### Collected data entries
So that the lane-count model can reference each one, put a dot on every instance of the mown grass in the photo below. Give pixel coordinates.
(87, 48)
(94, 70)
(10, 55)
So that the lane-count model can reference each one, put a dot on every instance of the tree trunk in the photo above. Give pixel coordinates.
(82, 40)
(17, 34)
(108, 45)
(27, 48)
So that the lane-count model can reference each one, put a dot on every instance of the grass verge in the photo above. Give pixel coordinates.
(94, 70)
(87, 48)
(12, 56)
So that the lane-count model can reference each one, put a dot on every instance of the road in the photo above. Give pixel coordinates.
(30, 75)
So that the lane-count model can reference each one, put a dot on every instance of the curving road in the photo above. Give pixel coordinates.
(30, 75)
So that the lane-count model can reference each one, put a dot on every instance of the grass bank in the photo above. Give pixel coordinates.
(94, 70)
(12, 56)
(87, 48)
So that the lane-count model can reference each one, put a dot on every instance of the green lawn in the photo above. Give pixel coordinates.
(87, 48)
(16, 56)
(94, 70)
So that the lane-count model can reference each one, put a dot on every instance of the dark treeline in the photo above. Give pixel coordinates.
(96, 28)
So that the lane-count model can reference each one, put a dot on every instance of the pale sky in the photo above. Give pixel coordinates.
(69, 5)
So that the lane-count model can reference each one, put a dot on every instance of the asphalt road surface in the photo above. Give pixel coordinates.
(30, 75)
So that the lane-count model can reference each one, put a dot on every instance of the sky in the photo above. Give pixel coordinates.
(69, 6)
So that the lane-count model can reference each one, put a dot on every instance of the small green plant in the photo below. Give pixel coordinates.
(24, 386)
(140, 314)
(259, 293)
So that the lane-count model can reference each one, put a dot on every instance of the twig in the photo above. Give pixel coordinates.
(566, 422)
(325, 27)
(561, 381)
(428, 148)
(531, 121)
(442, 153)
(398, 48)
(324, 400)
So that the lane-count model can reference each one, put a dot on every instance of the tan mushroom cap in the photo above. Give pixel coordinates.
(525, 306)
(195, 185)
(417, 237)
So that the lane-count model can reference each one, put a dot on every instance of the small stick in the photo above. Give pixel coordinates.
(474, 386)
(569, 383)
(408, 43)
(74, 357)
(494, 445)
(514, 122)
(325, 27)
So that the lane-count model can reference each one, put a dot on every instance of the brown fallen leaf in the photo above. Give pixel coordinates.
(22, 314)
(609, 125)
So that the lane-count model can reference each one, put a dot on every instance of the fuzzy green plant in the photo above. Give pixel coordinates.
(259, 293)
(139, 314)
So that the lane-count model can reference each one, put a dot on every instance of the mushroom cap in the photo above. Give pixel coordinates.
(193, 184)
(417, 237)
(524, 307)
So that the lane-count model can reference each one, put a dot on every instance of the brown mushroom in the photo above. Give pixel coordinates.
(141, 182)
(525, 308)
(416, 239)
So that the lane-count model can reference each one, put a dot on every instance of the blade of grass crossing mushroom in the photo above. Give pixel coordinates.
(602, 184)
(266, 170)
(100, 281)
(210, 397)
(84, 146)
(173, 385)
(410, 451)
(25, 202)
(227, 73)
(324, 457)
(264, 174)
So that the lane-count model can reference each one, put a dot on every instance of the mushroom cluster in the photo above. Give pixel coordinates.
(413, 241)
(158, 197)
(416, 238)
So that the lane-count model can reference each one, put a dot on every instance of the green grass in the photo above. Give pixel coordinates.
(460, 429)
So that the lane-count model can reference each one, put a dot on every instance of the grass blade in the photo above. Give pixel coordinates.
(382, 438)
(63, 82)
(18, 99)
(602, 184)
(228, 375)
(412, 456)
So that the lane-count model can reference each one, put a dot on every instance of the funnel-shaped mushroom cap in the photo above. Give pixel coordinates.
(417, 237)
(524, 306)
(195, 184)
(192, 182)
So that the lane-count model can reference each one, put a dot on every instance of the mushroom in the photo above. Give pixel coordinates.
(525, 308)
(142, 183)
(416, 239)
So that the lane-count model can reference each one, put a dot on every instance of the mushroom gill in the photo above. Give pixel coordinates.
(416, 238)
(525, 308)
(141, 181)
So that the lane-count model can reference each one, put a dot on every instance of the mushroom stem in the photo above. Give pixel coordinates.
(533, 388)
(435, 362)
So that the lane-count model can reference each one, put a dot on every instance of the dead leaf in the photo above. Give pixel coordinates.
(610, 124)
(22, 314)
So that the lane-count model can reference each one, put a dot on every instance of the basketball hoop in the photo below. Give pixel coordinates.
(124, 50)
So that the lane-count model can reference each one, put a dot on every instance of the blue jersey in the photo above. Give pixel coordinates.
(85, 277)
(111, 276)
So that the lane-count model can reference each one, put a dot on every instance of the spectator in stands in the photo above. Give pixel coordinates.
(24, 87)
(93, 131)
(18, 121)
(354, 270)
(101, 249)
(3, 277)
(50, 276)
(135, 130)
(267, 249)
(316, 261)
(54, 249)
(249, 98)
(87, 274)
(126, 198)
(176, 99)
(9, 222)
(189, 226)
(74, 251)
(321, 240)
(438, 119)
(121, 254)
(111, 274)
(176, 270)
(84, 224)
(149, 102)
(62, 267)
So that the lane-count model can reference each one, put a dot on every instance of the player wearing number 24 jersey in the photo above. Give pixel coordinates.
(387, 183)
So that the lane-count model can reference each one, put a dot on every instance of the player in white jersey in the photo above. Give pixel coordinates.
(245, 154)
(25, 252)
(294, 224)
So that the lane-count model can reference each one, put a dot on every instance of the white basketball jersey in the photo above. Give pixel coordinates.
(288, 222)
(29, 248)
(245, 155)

### Your objective
Copy all of the entries above word for word, changing nothing.

### Answer below
So that the lane-count model can reference each one, put a dot on every instance of the mown grass in the photo below. Give pixel coordinates.
(87, 48)
(94, 70)
(10, 55)
So that the lane-count model can reference each one, put a dot on every instance of the tree trunk in the photo above. Give pixel coordinates.
(82, 40)
(17, 34)
(108, 45)
(27, 48)
So that the lane-count model can reference each one, put a dot on every instance of the grass verge in the photo above. Give pixel coordinates.
(94, 70)
(87, 48)
(12, 56)
So that the lane-count model can reference each one, put a dot on every instance of the road in the photo above. Give pixel coordinates.
(30, 75)
So that the lane-count model can reference each one, put a dot on every instance of the curving road in the photo above. Give pixel coordinates.
(30, 75)
So that the lane-count model can reference each one, put a dot on every instance of the grass bank in the photo above. Give pixel coordinates.
(94, 70)
(12, 56)
(87, 48)
So that the lane-count model can reference each one, put a dot on every instance of the green lawn in the photo above. Give pixel coordinates.
(87, 48)
(16, 56)
(94, 70)
So that the lane-count model can reference each one, put a dot on every instance of the dark treeline in the photo above. Give pixel coordinates.
(96, 28)
So that the lane-count model can reference each one, put a dot on every instance of the pale sky in the photo above. Give pixel coordinates.
(69, 5)
So that the lane-count model can reference each one, put a dot on every instance of the asphalt road surface in the photo above. Give pixel coordinates.
(30, 75)
So that the lane-count model can reference each one, put a dot on every instance of the sky in the photo above. Give pixel coordinates.
(69, 6)
So that the lane-count model can reference each one, put a dot on every instance of the small green plant in the photo below. Give pixel coordinates.
(24, 386)
(140, 314)
(259, 293)
So that the lane-count model can reference each one, put a dot on every instance of the twig in the photo above. Give pixel coordinates.
(566, 422)
(325, 27)
(561, 381)
(428, 148)
(531, 121)
(442, 153)
(398, 48)
(324, 400)
So that the lane-count model can reference each one, put a dot on every instance of the tan mushroom cap in the photo above. Give pixel coordinates.
(525, 306)
(195, 185)
(417, 237)
So that the lane-count model can reference each one, put a dot on every instance of the small stick in the photo above. Give pixel coordinates.
(474, 386)
(569, 383)
(408, 43)
(74, 357)
(494, 445)
(514, 122)
(325, 27)
So that the lane-count model can reference each one, put a dot on every instance of the brown fallen leaf in the photo above. Give pixel coordinates.
(22, 314)
(609, 125)
So that the lane-count model can reference each one, put a dot on every instance of the fuzzy green plant in the photo above. Give pixel coordinates.
(259, 293)
(139, 314)
So that the lane-count model can reference each one, put a dot on every instance of the mushroom cap in the photo above. Give pixel coordinates.
(193, 184)
(417, 237)
(524, 307)
So that the lane-count model can reference each one, put a dot on every instance of the brown mushroom in the photo above. Give pixel coordinates.
(141, 182)
(525, 308)
(416, 239)
So that the lane-count model can reference each one, put a dot on every instance of the blade of grass crossing mushroom in the photo above. Give pixel coordinates.
(602, 184)
(266, 170)
(100, 281)
(210, 397)
(84, 146)
(173, 385)
(410, 451)
(25, 202)
(227, 73)
(324, 457)
(264, 174)
So that the lane-count model can reference each one, put a dot on every instance of the mushroom cluster in the photo above. Give pixel coordinates.
(413, 241)
(158, 197)
(416, 238)
So that the lane-count model can reference each one, put a dot on every instance of the green grass in the photo above. Give pixel coordinates.
(460, 429)
So that the lane-count model can reference each one, put a dot on every instance of the grass blade in the photo above. Give pixel coordinates.
(382, 438)
(63, 82)
(18, 99)
(602, 184)
(228, 375)
(412, 456)
So that the lane-count model can reference each one, put a dot on every instance of the funnel-shaped mushroom cap in the photo above. Give pixel coordinates.
(417, 237)
(524, 306)
(195, 184)
(192, 182)
So that the lane-count model can reference each one, put a dot on every instance of the mushroom in the photo above. Give pixel coordinates.
(525, 308)
(142, 183)
(416, 239)
So that the lane-count model can reference each one, put a dot on every instance of the mushroom gill in the photo above. Give pixel coordinates.
(416, 238)
(525, 308)
(141, 181)
So that the lane-count model can reference each one, put a dot on every instance of the mushroom stem in the photo above. Give pixel coordinates.
(533, 388)
(435, 362)
So that the lane-count model can reference each one, put a dot on every instance of the dead leaf in the photo above. Give pixel coordinates.
(610, 124)
(22, 314)
So that the lane-count model can reference each one, put a dot on every instance of the basketball hoop in the photo below. Give pixel coordinates.
(124, 50)
So that the lane-count model can reference each one, put a dot on every instance of the blue jersey in the photo above. Give pixel coordinates.
(85, 277)
(111, 276)
So that the lane-count model can reference each one, put a dot on every instance of the spectator in stands in the photo above. Give pixel coordinates.
(24, 87)
(93, 131)
(18, 121)
(354, 270)
(101, 249)
(3, 277)
(50, 276)
(135, 130)
(267, 249)
(316, 261)
(54, 249)
(249, 98)
(87, 274)
(126, 198)
(176, 99)
(9, 222)
(189, 226)
(74, 251)
(321, 240)
(438, 119)
(121, 254)
(111, 274)
(176, 270)
(84, 224)
(149, 102)
(62, 267)
So that the lane-count model can reference each one, put a dot on every instance of the player wearing number 24 jersey in the photo above. Give pixel coordinates.
(387, 183)
So that the lane-count model can reference each one, put a dot on every instance of the player in white jersey in the photo above. Give pixel coordinates.
(245, 154)
(25, 252)
(294, 224)
So that the lane-count model can reference each one, put a dot on every instance of the white basketball jersey in the photo above. Give pixel coordinates.
(288, 222)
(29, 248)
(245, 155)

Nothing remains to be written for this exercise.